In Conversation with Jane Harper

Harper’s thrillers bridge the gap between commercial and literary because, in her own words, she is always asking of her characters: “What pressure are they under…what’s keeping them awake at night…what kind of family dynamic do they have?”

In an incredibly crowded commercial market, Jane Harper has garnered a massive following. Her outback noir novels, beginning with The Dry in 2016, have sold millions of copies and put rural Australian settings on the map in a way rarely seen. 

Her most recent novel, Exiles, follows her repeat protagonist Aaron Faulk, an AFP detective, as he journeys to South Australia to see old friends and unlock a murder that has been haunting generations of a small town for over a year. 

Immersing herself in her settings is clearly important for Harper. For Exiles, this meant taking a long trip to South Australian wine country. “I always go on the trips when I have got a fairly complete first draft,” she said. 

She does lots of research before, combing through books and talking to people on the phone but it never seems to be enough: “I know where the gaps in my knowledge are…it’s really important to go and speak to people…find out what day to day life looks like. Immerse yourself on a personal level.” 

While the larger plot points of her books may not change after these trips, the colour and atmosphere do — you simply cannot find truth sitting at a desk. 

A lot of that process comes from Harper’s background as a journalist; she worked for newspapers in the UK and Australia for 13 years before attempting her first novel. The process of finding local stories in Geelong or Hull mirrored her fictional research: “I think it definitely helps a lot…just having the confidence to pick up the phone and ask for information.”

- [INFORMATION GIVEN]
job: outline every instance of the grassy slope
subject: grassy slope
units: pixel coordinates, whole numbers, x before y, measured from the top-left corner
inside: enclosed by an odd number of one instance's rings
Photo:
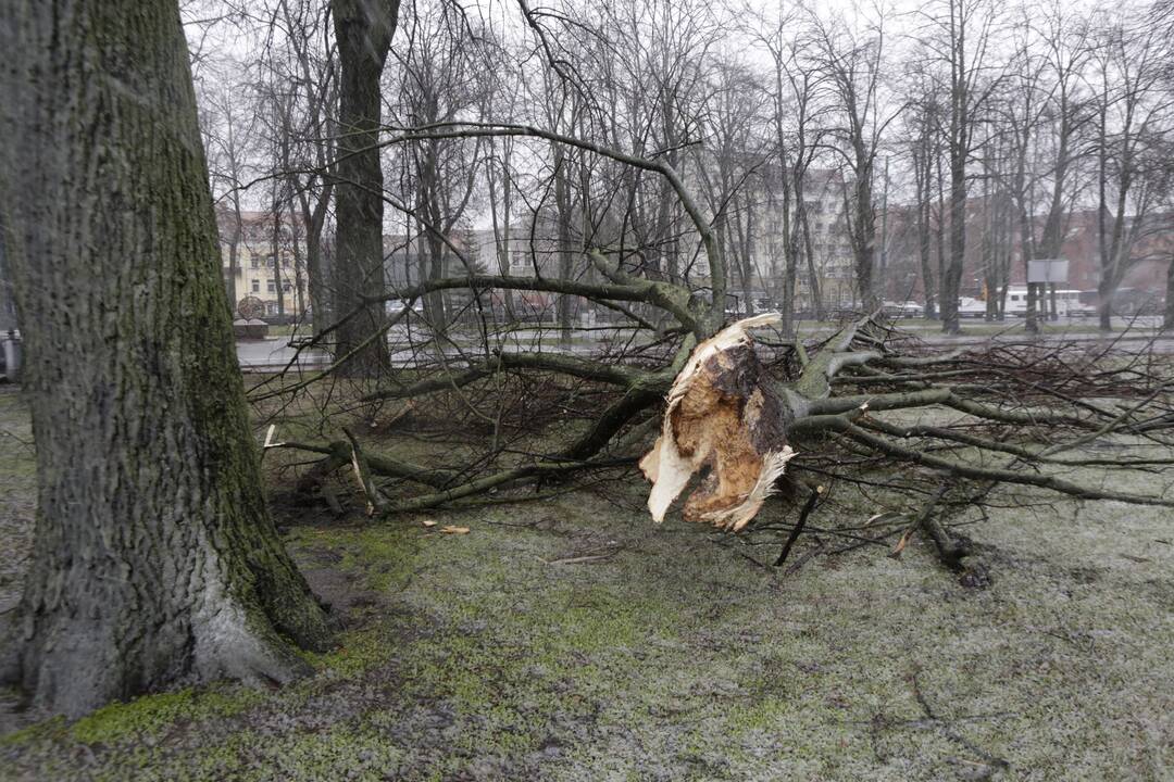
[[[12,399],[0,428],[27,426]],[[0,475],[29,490],[27,460],[0,449]],[[1158,780],[1174,763],[1156,509],[1001,511],[974,530],[994,546],[985,592],[920,542],[776,578],[586,495],[432,517],[468,535],[424,518],[290,528],[349,617],[313,679],[41,722],[0,740],[0,778]],[[556,563],[575,557],[602,558]]]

- [EXERCISE GOAL]
From the Jane Harper interview, extract the passage that opens with the words containing "While the larger" and closes with "sitting at a desk.".

- [WRITTEN REPLY]
While the larger plot points of her books may not change after these trips, the colour and atmosphere do — you simply cannot find truth sitting at a desk.